## Problem requirements
Faithfully return all lines, omitting every embedded picture.

---

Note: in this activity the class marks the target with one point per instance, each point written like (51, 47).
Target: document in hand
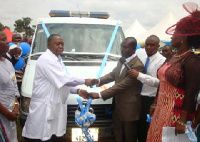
(168, 135)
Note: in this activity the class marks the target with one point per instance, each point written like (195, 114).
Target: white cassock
(48, 108)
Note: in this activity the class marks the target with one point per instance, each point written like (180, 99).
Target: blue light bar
(63, 13)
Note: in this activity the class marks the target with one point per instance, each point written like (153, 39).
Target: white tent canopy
(135, 29)
(159, 29)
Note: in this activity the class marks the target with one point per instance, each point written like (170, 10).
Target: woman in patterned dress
(9, 107)
(179, 78)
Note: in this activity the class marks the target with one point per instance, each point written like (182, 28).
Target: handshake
(84, 94)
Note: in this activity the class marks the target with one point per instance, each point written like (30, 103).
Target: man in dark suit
(125, 93)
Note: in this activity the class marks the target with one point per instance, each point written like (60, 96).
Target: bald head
(166, 51)
(128, 47)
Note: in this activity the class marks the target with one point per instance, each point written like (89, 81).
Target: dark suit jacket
(126, 91)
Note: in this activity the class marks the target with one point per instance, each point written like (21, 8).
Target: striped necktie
(146, 65)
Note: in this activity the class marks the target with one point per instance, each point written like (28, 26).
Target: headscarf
(189, 25)
(15, 46)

---

## Expected answer
Note: in this activity the class marks the target with one point per instance, each point written like (51, 47).
Target: document in hand
(168, 135)
Note: in this activity the class marks the target with one point per instance, each point written like (195, 114).
Target: white cassock
(48, 108)
Note: in this activity the class marks the target with one point per instance, each point written like (180, 99).
Target: blue light bar
(63, 13)
Note: in this activity the class marks the target with one point per instance, each point written like (153, 39).
Target: white tent canopy
(135, 29)
(159, 29)
Note: in this activity the class marks the target with one point per instance, each point written like (170, 10).
Target: woman in patterned dress
(9, 107)
(179, 78)
Note: in this activity the class marks the target with one point per instance, each point written like (182, 28).
Target: handshake
(84, 94)
Note: in this activity the class marks the target with one point per instance, each point written like (30, 103).
Target: man in dark suit
(125, 93)
Note: in this activity the class marks the target with one point per instance, each point written like (60, 96).
Target: bald head
(166, 51)
(128, 47)
Note: in this activity the class marks the target with one point per instance, each point written like (89, 81).
Target: dark suit jacket
(126, 91)
Note: in this activity the class marks the target with one point per instance, each point written like (21, 8).
Target: striped necktie
(146, 65)
Note: in this activity the class marks the target with one point per instance, each point written like (28, 26).
Target: headscarf
(189, 25)
(15, 46)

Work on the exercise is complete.